3.3.5.html

<!DOCTYPE html>
<html>
<head>
<link rel="stylesheet" type="text/css" href="sst_review_style.css">
<title>3.3.5 Assessing the Efficacy of Bias Adjustments</title>
</head>
<body>
<div class="row">
  <div class="column side">
  <p></p>
  </div>
  <div class="column middle">
<p>
<a href="3.3.4.html">Previous - 3.3.4 Refinements to Estimates of Pervasive Systematic Errors</a> <a href="index.html">Index</a> <a href="3.3.6.html">Next - 3.3.6 Summary of Pervasive Systematic Errors and Biases</a>
</p>
<h1>3.3.5 Assessing the Efficacy of Bias Adjustments</h1>
<p>
The efficacy of the bias adjustments and their uncertainties are difficult to assess, 
particularly earlier in the record when there are fewere independent strands of information. 
There are various ways of addressing the question. One could assess the adjustment method directly 
- for example using a wind tunnel to test the model of heat loss from a bucket or by 
making dedicated measurements on board a ship. Alternatively, one can look at the adjusted data 
and compare them to a reference data source either directly or indirectly (via a model of 
some kind). Ideally, reference data sets used in this way should be of high quality and have 
well characterised uncertainties.
</p><p> 
Folland and Parker [1995] presented wind tunnel and ship board tests and also used 
their adjustments to estimate the differences between bucket and ERI measurements in 
broad latitude bands. These limited comparisons showed that their model could predict 
experimental results to better than 0.2 K. Carella et al. [2017b], performed tests of the 
Folland and Parker [1995] bucket model in a laboratory. They were able to test the dependency 
of heat loss (and gain) on wind speed and air-sea temperature difference, but did not vary the 
exposure to solar radiation. They found that the models performed reasonably well, but that 
minor changes in behaviour, such as whether the sample was stirred, could change the rate of 
measured heat loss. They compared the modelled heat loss to earlier test data gathered by Ashford 
[1948] and Roll [1951] which suggested that heat loss was also dependent on whether the air flow 
round the bucket was laminar or turbulent. Matthews [2013] and Matthews and Matthews [2013] reported 
field measurements of SST made using different buckets and simultaneous thermo-salinograph 
measurements. They found negligible biases between different buckets, but their experimental design 
involved larger buckets and shorter measurement times than were used in Folland and Parker [1995].

→ Exercise task 1
Answer these questions about the article on assessing bias adjustments.
(a) According to the tests presented by Folland and Parker [1995], how closely could their model predict experimental results?
(b) Which condition did Carella et al. [2017b] not vary in their laboratory tests of the bucket model?
(c) What did Matthews [2013] and Matthews and Matthews [2013] find about biases between different buckets?
→ Exercise task 2
Copy word for word everything in the rows from the line containing "written like [126,241]." down to the end of the rows, including both.

Dataset records about object locations
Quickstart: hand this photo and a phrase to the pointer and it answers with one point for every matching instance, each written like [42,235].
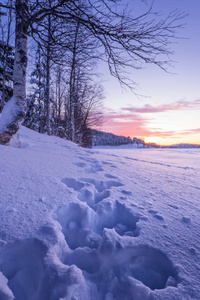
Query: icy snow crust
[98,224]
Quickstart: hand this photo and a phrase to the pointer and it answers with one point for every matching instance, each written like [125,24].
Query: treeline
[66,40]
[65,95]
[100,138]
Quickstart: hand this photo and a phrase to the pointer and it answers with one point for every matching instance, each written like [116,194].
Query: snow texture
[82,224]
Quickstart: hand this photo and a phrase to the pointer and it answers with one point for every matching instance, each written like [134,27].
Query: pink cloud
[179,105]
[135,125]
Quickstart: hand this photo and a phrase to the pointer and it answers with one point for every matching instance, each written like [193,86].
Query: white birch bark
[14,112]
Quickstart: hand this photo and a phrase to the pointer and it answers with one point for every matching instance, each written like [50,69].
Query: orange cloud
[179,105]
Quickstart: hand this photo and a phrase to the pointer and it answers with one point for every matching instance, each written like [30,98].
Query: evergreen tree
[36,106]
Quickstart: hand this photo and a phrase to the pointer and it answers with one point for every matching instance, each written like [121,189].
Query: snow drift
[98,224]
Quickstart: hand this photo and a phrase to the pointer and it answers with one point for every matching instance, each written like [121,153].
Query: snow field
[105,239]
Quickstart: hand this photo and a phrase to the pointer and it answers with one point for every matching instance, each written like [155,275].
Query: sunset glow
[170,109]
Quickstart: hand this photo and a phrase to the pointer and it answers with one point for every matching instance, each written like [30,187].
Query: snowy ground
[98,224]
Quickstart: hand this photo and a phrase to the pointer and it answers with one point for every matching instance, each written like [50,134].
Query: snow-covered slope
[98,224]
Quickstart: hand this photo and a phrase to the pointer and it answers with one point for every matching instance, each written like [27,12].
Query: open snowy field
[98,224]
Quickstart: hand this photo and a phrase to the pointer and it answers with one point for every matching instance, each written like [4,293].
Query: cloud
[179,105]
[136,125]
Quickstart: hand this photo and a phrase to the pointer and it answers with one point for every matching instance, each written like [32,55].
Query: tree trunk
[48,77]
[15,110]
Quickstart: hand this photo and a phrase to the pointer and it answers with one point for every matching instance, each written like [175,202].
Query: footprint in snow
[83,227]
[124,272]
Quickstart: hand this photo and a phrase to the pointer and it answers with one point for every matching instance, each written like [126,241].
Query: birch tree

→ Written response 1
(a) Better than 0.2 K.
(b) Exposure to solar radiation.
(c) The biases between different buckets were negligible.

→ Written response 2
Quickstart: hand this photo and a phrase to the pointer and it answers with one point for every matching instance, each written like [126,241].
Query: birch tree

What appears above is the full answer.